### INPUT DATA
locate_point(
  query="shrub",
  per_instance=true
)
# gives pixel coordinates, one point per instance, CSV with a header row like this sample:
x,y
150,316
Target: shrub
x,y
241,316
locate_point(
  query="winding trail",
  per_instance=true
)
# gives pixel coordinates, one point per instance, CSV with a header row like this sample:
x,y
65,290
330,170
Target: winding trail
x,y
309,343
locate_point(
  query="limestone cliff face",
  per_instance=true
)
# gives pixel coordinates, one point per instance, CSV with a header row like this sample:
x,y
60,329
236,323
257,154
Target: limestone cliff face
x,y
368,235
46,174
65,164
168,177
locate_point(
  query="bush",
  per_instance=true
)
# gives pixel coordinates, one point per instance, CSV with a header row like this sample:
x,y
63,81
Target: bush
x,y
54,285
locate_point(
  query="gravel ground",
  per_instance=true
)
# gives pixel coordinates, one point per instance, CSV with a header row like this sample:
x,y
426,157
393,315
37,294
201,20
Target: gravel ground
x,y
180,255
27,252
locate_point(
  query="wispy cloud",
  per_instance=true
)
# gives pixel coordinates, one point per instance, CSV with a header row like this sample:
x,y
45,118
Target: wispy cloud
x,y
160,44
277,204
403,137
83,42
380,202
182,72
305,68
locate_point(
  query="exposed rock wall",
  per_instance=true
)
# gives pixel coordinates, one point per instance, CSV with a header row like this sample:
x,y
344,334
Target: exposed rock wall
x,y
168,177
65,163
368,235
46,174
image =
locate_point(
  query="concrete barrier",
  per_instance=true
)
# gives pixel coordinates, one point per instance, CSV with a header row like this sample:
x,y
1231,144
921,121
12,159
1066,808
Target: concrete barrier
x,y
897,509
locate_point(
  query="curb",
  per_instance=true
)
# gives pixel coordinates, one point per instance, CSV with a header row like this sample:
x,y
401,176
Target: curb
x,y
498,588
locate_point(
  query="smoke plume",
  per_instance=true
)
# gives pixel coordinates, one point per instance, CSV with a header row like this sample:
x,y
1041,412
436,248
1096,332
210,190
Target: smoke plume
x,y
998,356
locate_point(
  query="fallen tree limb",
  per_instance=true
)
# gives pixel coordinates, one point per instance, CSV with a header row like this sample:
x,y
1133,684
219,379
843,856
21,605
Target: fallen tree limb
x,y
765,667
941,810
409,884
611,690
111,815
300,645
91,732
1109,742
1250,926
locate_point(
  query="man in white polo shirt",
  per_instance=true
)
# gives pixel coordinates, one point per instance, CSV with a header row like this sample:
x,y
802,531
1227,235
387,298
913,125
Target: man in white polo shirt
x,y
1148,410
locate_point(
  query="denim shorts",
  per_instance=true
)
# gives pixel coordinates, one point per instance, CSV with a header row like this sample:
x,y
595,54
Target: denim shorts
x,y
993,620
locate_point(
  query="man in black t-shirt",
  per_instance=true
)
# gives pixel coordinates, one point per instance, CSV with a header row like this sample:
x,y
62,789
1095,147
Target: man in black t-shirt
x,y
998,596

### AIM
All of the data needs to be printed once more, exactly.

### SOLUTION FOR THIS TASK
locate_point(
  query="shrub",
  per_instance=true
)
# gives pixel coordinates, one point per instance, CSV with a header row like this sample:
x,y
150,316
Target: shrub
x,y
241,316
locate_point(
  query="winding trail",
  per_instance=true
)
# gives pixel coordinates, one point per instance, CSV with a header row like this sample:
x,y
65,290
330,170
Target: winding trail
x,y
309,343
locate_point(
  query="limestone cliff face",
  per_instance=true
)
# gives pixel coordinates, one point per instance, CSV with a header row like this sample:
x,y
60,329
236,323
257,154
Target: limestone cliff face
x,y
368,235
46,174
65,164
168,177
locate_point(
  query="bush",
  per_instance=true
)
# gives pixel coordinates, one point per instance, CSV with a header row like this sample:
x,y
63,81
Target: bush
x,y
54,285
locate_point(
  query="gravel ground",
  per_instance=true
)
# gives pixel coordinates, one point per instance, CSV with a header row like this sample:
x,y
426,157
393,315
37,294
201,20
Target: gravel ground
x,y
180,255
27,252
locate_point(
  query="wispy cloud",
  per_instance=true
)
# gives pixel coordinates, one point per instance, CSV with a header row like this sample:
x,y
45,118
Target: wispy cloud
x,y
160,44
277,204
403,137
83,42
380,202
182,72
305,68
locate_point(
  query="exposed rock wall",
  per_instance=true
)
# gives pixel coordinates, one point per instance, CSV with a header row like this sample:
x,y
344,334
Target: exposed rock wall
x,y
168,177
65,163
368,235
46,174
image =
locate_point(
  query="concrete barrier",
  per_instance=true
)
# gives pixel coordinates, one point per instance, CSV with a header row like this sample:
x,y
1231,144
921,121
12,159
1066,808
Target: concrete barrier
x,y
897,509
locate_point(
  query="curb",
  per_instance=true
)
# gives pixel coordinates, one point per instance, CSV with a header row like this sample:
x,y
401,176
Target: curb
x,y
498,588
locate_point(
  query="smoke plume",
  per_instance=true
)
# gives pixel coordinates, one point per instance, CSV with a header row like this sample:
x,y
1041,412
436,248
1096,332
210,190
Target: smoke plume
x,y
998,356
locate_point(
  query="fallen tree limb",
  per_instance=true
)
# gives pixel coordinates, one point per instance, CSV with a header row like this sample:
x,y
1133,684
219,379
843,856
21,605
Target: fallen tree limb
x,y
765,667
941,810
409,884
611,690
111,815
300,645
91,732
1109,742
1250,926
locate_point(
  query="man in white polo shirt",
  per_instance=true
)
# gives pixel coordinates, one point per instance, CSV with a header row like this sample:
x,y
802,531
1227,235
387,298
913,125
Target: man in white polo shirt
x,y
1148,410
locate_point(
  query="denim shorts",
  per_instance=true
)
# gives pixel coordinates, one point per instance, CSV with a header row like this sample:
x,y
595,54
Target: denim shorts
x,y
993,620
locate_point(
  query="man in black t-shirt",
  per_instance=true
)
# gives pixel coordinates, one point per instance, CSV with a header row like this sample:
x,y
62,789
1095,147
Target: man in black t-shirt
x,y
998,596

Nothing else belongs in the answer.